*TEKSTFRAGMENT*:
De voorzitter
De heer Annouri heeft het woord.
Imade Annouri (Groen)
Voorzitter, minister, het is een feit: er is geen onderwerp dat zo verhit is of zo vaak wordt gebruikt of misbruikt als politiek wapen als het onderwerp migratie. Een ander feit is dat België en Vlaanderen in het verleden hebben moeten rekenen op arbeidsmigratie, op buitenlandse werkkrachten, om het economisch potentieel te benutten. Men heeft mensen van her en der naar hier moeten halen uit het Zuiden om te bouwen aan de welvarende maatschappij die we vandaag kennen. Ik ben er zelf een vrucht van, letterlijk en figuurlijk. Mijn vader en grootvader zijn hiernaartoe gekomen om te werken. Mijn vader heeft 42 jaar lang in shiften gewerkt om zijn steen bij te dragen aan de maatschappij, en aan mij, zodat ik hier vrij de keuzes kan maken die ik wil en om hier te kunnen staan en u te ondervragen.
Een ander feit is dat Vlaanderen en België nog steeds nood hebben aan buitenlandse krachten om het potentieel van onze economie volledig te benutten. Er is een rapport van de Vlaamse Dienst Economische Migratie. Dat spreekt van jaarlijks 150.000 buitenlandse werkkrachten die nodig zijn. Die komen uit EU-landen. Maar in 2019 is het aantal buitenlandse werkkrachten uit niet-EU-landen gestegen met 90 procent, naar bijna 16.000 mensen. Toch trekken heel wat werkgevers uit heel verschillende sectoren aan de alarmbel: de transportsector, de vleesindustrie, de zorg. Ze hebben allemaal nog veel meer mensen nodig. In de vleesindustrie alleen al zoekt men nog 10.000 man. Ze vinden de procedure te moeilijk, te omslachtig. Het loopt niet gemakkelijk. Ze hebben moeite om de mensen te vinden en aan te trekken. Ze willen dat er iets aan gebeurt.
Minister, wat vindt u van die oproep om de procedure makkelijker te maken? Wat is uw reactie?
De voorzitter
Mevrouw De Vreese heeft het woord.
Maaike De Vreese (N-VA)
Minister, collega Annouri verwees al naar het jaarverslag van de Dienst Economische Migratie. Daarin zien we dit jaar een verdubbeling van het aantal mensen uit niet-EU-landen die hier in Vlaanderen vacatures komen invullen. Die toename zit niet bij de hoogopgeleide innovatieve talenten, maar voornamelijk bij mensen die knelpuntvacatures komen invullen. Een derde daarvan gaat over vrachtwagenchauffeurs. Mensen komen ook naar hier om in de zorg te werken. Denk maar aan de Indiërs, dat is een project dat loopt.

*Opgeslagen items*:
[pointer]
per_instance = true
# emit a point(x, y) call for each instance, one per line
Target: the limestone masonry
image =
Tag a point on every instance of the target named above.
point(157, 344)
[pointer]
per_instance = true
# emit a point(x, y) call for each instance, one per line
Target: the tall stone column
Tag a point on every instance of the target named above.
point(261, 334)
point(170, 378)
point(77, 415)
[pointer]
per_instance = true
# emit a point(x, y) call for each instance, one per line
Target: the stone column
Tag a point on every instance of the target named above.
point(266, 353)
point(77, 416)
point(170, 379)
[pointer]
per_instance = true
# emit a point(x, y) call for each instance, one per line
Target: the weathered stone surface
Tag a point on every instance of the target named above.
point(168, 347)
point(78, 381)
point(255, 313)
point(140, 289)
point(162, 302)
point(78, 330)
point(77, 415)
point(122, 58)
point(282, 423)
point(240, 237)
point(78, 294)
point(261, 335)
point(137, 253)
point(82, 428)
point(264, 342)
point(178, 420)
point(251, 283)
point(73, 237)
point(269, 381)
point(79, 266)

*OPDRACHTVEREISTEN*:
Vat het tekstfragment samen in precies twee zinnen. Baseer u uitsluitend op het tekstfragment.

*OEFENRESULTAAT*:
Imade Annouri (Groen) stelt dat België en Vlaanderen in het verleden op arbeidsmigratie rekenden en nog steeds buitenlandse werkkrachten nodig hebben, terwijl werkgevers uit onder meer de transportsector, de vleesindustrie en de zorg de procedure te omslachtig vinden. Hij vraagt de minister om een reactie op de oproep om die procedure makkelijker te maken, waarna Maaike De Vreese (N-VA) wijst op het jaarverslag van de Dienst Economische Migratie, dat een verdubbeling toont van het aantal mensen uit niet-EU-landen die in Vlaanderen vooral knelpuntvacatures komen invullen.